◆ **Exercise text**
--
By Helen Bullock
Summary: A newspaper account of a dermatologist’s report that patients with skin disorders showed considerable improvement after eliminating bleached flour products from their diet. Importantly, the dermatologist is referring to the bleach chlorine dioxide, which had replaced the former standard flour bleach of many years, nitrogen trichloride. This article illustrates well the practice of the food processing industry to continue to use a product in spite of concerns about its safety until enough demonstrable cases of harm force its hand. From The Dallas Morning News, 1955. Reprinted by the Lee Foundation for Nutritional Research.[The following is a transcription of the original Archives document. To view or download the original document, click here.]
Bread Called Cause of Some Skin Ills
Fort Worth, Texas—Dr. Arthur G. Schoch of Dallas told Texas family doctors here Wednesday that he has successfully treated many skin-disease patients by removing bread from their diet—and others by removing milk.
The dermatologist spoke at the sixth annual meeting of the Texas Academy of General Practice [TAGP] in Will Rogers Memorial Stadium. He reported that many of his patients with severe, chronic skin disease had improved markedly within a few weeks after they quit eating bread and chemically treated flour. “On the hypothetical assumption that bread and flour, as consumed in this country, contain one or more noxious (injurious) products that could be a major or contributing cause of illness, we are continuing our investigations along this line.”
The milk was banned for patients suffering from penicillin reaction, Dr. Schoch said.
Another speaker, Dr. Vernon S. Knight of Nashville, Tennessee, first brought up the subject of penicillin in milk. “In this country a significant amount of milk now contains penicillin in measurable amounts,” Dr. Knight said. “I believe that some of the hives we see these days may be caused by penicillin consumed in milk.”
--
◆ **Data to examine**
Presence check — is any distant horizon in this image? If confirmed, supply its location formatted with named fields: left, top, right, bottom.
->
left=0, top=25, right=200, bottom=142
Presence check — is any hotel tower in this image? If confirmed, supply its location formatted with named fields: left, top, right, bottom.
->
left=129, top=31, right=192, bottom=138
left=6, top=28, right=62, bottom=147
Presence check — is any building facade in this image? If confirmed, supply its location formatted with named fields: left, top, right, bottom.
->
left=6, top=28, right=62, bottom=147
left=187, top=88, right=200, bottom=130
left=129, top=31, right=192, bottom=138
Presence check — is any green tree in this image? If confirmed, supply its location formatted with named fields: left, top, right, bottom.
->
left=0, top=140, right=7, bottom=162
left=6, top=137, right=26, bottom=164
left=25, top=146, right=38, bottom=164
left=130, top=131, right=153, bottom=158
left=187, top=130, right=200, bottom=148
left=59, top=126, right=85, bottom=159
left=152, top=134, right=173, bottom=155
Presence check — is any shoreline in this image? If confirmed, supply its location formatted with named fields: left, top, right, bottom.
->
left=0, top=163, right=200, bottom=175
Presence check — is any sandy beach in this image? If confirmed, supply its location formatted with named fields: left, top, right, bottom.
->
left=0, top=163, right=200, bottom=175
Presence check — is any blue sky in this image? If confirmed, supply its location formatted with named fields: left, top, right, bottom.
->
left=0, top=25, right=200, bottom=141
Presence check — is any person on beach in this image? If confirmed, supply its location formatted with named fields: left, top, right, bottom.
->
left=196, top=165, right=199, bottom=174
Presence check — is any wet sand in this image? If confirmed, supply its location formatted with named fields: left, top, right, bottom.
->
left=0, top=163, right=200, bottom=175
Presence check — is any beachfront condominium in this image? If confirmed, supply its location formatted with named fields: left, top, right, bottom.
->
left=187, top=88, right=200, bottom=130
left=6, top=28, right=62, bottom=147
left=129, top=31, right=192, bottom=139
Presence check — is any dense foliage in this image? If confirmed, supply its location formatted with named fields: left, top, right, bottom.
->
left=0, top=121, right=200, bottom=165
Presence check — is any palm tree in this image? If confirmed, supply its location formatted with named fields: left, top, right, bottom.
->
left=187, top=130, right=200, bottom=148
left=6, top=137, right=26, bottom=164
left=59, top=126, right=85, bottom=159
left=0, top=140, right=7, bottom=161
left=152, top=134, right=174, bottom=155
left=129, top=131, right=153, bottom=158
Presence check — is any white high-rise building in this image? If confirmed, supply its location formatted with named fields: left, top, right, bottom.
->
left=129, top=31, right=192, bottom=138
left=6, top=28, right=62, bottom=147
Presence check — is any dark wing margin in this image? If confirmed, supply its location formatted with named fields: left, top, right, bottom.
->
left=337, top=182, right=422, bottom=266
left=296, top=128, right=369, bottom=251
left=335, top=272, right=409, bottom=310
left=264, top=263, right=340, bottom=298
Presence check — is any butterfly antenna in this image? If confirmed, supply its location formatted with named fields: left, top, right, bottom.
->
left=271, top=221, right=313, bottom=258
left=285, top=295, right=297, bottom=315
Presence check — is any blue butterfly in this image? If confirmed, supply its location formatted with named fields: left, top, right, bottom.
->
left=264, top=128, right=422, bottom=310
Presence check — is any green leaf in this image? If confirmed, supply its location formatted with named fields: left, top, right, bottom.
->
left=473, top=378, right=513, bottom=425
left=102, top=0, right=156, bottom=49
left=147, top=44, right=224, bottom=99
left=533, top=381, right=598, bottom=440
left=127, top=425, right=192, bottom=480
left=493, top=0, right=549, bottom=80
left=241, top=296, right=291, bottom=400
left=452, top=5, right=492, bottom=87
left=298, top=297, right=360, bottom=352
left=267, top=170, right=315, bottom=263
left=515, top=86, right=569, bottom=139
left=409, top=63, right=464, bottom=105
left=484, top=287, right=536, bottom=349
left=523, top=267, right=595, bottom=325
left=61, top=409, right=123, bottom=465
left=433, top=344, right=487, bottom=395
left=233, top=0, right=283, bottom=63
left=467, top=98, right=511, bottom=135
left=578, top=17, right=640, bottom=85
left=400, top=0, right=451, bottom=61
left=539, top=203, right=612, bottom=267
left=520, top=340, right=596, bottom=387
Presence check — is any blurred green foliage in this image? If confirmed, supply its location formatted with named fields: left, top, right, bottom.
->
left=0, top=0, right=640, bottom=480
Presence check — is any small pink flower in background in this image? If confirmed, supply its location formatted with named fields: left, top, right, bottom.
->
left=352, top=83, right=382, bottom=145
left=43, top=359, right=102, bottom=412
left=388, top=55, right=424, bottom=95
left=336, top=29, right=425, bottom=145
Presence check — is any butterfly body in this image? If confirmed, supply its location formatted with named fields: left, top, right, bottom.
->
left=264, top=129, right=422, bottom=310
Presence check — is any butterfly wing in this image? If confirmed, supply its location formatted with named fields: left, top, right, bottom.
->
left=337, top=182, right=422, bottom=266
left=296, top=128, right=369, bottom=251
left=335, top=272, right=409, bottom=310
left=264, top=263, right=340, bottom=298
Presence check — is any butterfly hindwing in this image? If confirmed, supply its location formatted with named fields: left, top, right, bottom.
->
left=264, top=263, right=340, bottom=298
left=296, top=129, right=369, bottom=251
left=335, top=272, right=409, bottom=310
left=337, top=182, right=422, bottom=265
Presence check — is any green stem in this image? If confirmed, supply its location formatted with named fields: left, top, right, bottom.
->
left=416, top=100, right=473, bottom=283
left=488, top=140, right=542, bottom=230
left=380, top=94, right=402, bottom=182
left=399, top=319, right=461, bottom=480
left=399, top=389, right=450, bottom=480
--
◆ **Actions to take**
A: Reproduce the part of the article on bread and skin disease starting with "The dermatologist spoke" and going on through "Dr. Schoch said.".
B: According to the article on bread and skin disease, where was the sixth annual meeting of the Texas Academy of General Practice held?
C: Carry on the article on bread and skin disease from its final sentence.

◆ **Responses in order**
A:
The dermatologist spoke at the sixth annual meeting of the Texas Academy of General Practice [TAGP] in Will Rogers Memorial Stadium. He reported that many of his patients with severe, chronic skin disease had improved markedly within a few weeks after they quit eating bread and chemically treated flour. “On the hypothetical assumption that bread and flour, as consumed in this country, contain one or more noxious (injurious) products that could be a major or contributing cause of illness, we are continuing our investigations along this line.”
The milk was banned for patients suffering from penicillin reaction, Dr. Schoch said.

B: In Will Rogers Memorial Stadium.

C:
Dr. Schoch confirmed that he had treated a number of patients suffering from “perpetuation of penicillin reaction” by removing milk from their diets. How does penicillin get into milk? The veterinarian puts it there indirectly, Dr. Schoch said, by injecting penicillin into the infected udders of dairy cows. This treatment cures the infection quickly, but the cows continue to excrete penicillin in milk for fourteen days, he said. So widespread is this practice, Dr. Schoch said, that much of the milk consumed across the country contains penicillin. (Unless you happen to be sensitive to penicillin, it is nothing to worry about.) Dr. Schoch recalled a Wisconsin cheese maker who purchased a lot of milk that contained so much penicillin it wouldn’t turn sour—and hence wouldn’t make cheese.
Getting back to the sickness caused by bread, which was the topic of Dr. Schoch’s talk, he explained that the trouble comes from the interaction of flour-refining chemicals and the protein of wheat. For twenty-five years or more prior to 1947, he said, nitrogen trichloride was the primary maturing agent used by millers of white flour. Along about 1947, he added, it was shown that this agent produced convulsions and death in dogs, and Federal Food and Drug Commissioner B.P. Dunbar recommended a reduction in the use of this chemical “to a minimum.”
In its place, Dr. Schoch said, chlorine dioxide is now the commonly used maturing and bleaching agent for commercial flours. Chlorine dioxide has been demonstrated not to have the same harmful effects in dogs as had the nitrogen trichloride. However, Dr. Schoch continued, in England recently, in a human case of widespread dermatitis coupled with profound mental depression, the causative agent was found to be bread made from flour treated with nitrogen trichloride—and also bread made from flour treated with chlorine dioxide. In this patient one chemical was as harmful as the other.
Dr. Schoch said that in his own practice patients with one skin disease in particular have shown improvement when they leave off bread; that disease is chronic systemic lupus erythematosus. [Note, added by Dr. Royal Lee: Other poisons can produce this reaction. Hydralazine caused lupus erythematosus in several patients. See Yearbook of Medicine, 1955–56 edition, page 97.]
In an interview Dr. Schoch said store-bought whole wheat breads contain less of the maturing chemicals than white breads but that all commercial breads have some. The three-day meeting closed Wednesday, with the final registration figure of 1,333, including 485 members of TAGP, 101 other doctors, 310 wives, 301 exhibitors, and 136 other guests.
By Helen Bullock, Dallas Morning News staff writer. Reprinted from The Dallas Morning News, Dallas, Texas, Thursday, September 22, 1955, by the Lee Foundation for Nutritional Research.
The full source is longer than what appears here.